▶ **BRONTEKST**:

------------------------------------------------------------

Er is intussen een commissie ingesteld, bestaande uit Maurits S. Hassankhan, Jerome Egger en Eric Jagdew, die werkt aan de voorbereiding van de studierichting geschiedenis aan de faculteit der Humanioria. Deze commissie is bezig met consultaties van personen en instanties in en buiten Suriname om te komen tot een voor de Surinaamse samenleving optimaal onderwijs- en onderzoeksprogramma op historisch gebied. Besloten is om vooruitlopend op de finalisering van het onderzoeksprogramma een symposium te houden over de geschiedschrijving van en geschiedbeoefening in Suriname.

Doel symposium
Het doel van het symposium is uitwisselen van kennis en inzicht in de stand van zaken met betrekking tot de stand van zaken van de geschiedschrijving van Suriname en het aandragen van bouwstenen voor een meerjaren onderzoeksprogramma.

Subdoelen:
a. Bespreken van de stand van zaken met betrekking tot de geschiedschrijving van Suriname;
b. Met elkaar van gedachten wisselen en voorstellen/suggesties aandragen ter bevordering van de geschiedschrijving van en in Suriname;
c. bouwstenen aandragen voor een conceptonderzoeksprogramma voor het Instituut voor Geschiedenis/ Centrum voor Historische Studies i.o.
d. Het uitwisselen van kennis en inzicht in nieuwe perspectieven in de geschiedschrijving van Suriname.
e. Het bespreken van mogelijkheden voor het opzetten van een netwerk voor informatie-uitwisseling en samenwerking met betrekking tot de geschiedschrijving van en de geschiedbeoefening in Suriname.

------------------------------------------------------------

▶ **VERZAMELING RECORDS**:
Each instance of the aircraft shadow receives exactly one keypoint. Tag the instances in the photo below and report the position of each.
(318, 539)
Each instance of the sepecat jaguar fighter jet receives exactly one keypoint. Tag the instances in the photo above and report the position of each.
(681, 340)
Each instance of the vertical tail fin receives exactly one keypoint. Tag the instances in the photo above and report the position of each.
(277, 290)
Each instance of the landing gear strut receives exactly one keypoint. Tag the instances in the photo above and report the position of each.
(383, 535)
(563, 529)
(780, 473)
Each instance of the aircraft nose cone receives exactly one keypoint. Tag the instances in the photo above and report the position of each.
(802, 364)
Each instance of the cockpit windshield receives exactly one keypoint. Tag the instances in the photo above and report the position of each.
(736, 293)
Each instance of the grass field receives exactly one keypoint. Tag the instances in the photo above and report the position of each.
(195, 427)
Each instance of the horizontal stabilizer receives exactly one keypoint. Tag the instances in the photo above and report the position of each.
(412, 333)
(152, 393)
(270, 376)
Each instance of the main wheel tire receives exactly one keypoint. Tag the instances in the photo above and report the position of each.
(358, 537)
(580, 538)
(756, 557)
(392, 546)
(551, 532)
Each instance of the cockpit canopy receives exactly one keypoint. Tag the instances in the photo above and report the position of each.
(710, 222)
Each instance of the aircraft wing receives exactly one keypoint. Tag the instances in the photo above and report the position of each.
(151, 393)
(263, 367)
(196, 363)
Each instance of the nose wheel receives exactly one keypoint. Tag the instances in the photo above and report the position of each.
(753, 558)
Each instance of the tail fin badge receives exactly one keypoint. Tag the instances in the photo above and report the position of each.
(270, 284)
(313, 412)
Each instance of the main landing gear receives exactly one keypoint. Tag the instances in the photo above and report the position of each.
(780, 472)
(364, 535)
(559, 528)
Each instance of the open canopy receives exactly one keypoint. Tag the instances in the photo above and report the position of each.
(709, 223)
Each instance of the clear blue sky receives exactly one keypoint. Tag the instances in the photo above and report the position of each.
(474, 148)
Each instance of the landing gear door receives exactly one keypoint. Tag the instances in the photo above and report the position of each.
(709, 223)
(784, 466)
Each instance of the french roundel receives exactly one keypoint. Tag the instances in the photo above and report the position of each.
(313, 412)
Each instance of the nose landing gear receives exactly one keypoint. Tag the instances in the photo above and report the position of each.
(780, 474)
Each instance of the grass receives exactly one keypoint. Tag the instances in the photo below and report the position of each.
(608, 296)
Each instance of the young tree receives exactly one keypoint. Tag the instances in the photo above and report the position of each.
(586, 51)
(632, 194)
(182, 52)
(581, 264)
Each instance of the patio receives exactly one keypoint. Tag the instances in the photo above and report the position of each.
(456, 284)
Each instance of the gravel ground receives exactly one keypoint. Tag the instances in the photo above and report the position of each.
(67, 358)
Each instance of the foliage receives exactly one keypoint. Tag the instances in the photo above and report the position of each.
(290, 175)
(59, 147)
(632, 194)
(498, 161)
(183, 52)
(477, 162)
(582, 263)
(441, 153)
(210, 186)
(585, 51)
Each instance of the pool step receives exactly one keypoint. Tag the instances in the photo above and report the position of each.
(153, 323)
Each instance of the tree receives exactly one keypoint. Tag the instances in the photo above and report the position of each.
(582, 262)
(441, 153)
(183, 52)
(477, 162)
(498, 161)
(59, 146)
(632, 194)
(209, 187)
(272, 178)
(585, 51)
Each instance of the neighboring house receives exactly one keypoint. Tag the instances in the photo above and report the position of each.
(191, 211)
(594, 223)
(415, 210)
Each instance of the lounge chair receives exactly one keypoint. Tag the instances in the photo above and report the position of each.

------------------------------------------------------------

▶ **OPDRACHTEN**:
1. Beantwoord de volgende vragen over de tekst over het symposium:
(a) Uit welke personen bestaat de commissie die de studierichting geschiedenis voorbereidt?
(b) Voor welk instituut moeten volgens subdoel c bouwstenen worden aangedragen?
(c) Waarvoor moet het netwerk dienen waarvan subdoel e de mogelijkheden wil bespreken?
2. Pak de tekst over het symposium op waar die ophoudt en schrijf hem verder.

▶ **ANTWOORDEN**:
1.
(a) Maurits S. Hassankhan, Jerome Egger en Eric Jagdew.
(b) Het Instituut voor Geschiedenis/ Centrum voor Historische Studies i.o.
(c) Voor informatie-uitwisseling en samenwerking met betrekking tot de geschiedschrijving van en de geschiedbeoefening in Suriname.

2.
Belangrijke vragen die beantwoord moeten worden tijdens het symposium zullen in ieder geval moeten zijn:
1. Welke zijn de belangrijkste ontwikkelingen m.b.t. de geschiedschrijving van Suriname geweest, met name welke onderwerpen zijn beschreven, welke genres komen het meest voor en welke zijn de belangrijkste werken geweest?
2. Welke aspecten en thema’s uit de geschiedenis van Suriname zijn niet of weinig onderzocht en belicht? Wat zou de redenen daarvoor kunnen zijn geweest en hoe kan daarin een verandering worden gebracht?
3. Welke problemen en beperkingen m.b.t. de geschiedbeoefening zijn er geweest en waarmee dient rekening gehouden te worden bij het streven om de geschiedbeoefening in Suriname te bevorderen?
4. Welke buitenlandse stromingen hebben hun weerslag gehad op de geschiedschrijving van Suriname en in hoeverre is er sprake geweest van aanpassing aan de specifiek Surinaamse situatie.
5. In hoeverre kan er gesproken worden van dekolonisatie van de geschiedschrijving?
6. Welke invloeden hebben de relatief nieuwe benaderingen, zoals postkoloniale geschiedenis, subaltern studies, etnologie, feminisme gehad op de geschiedschrijving van en de geschiedbeoefening in Suriname?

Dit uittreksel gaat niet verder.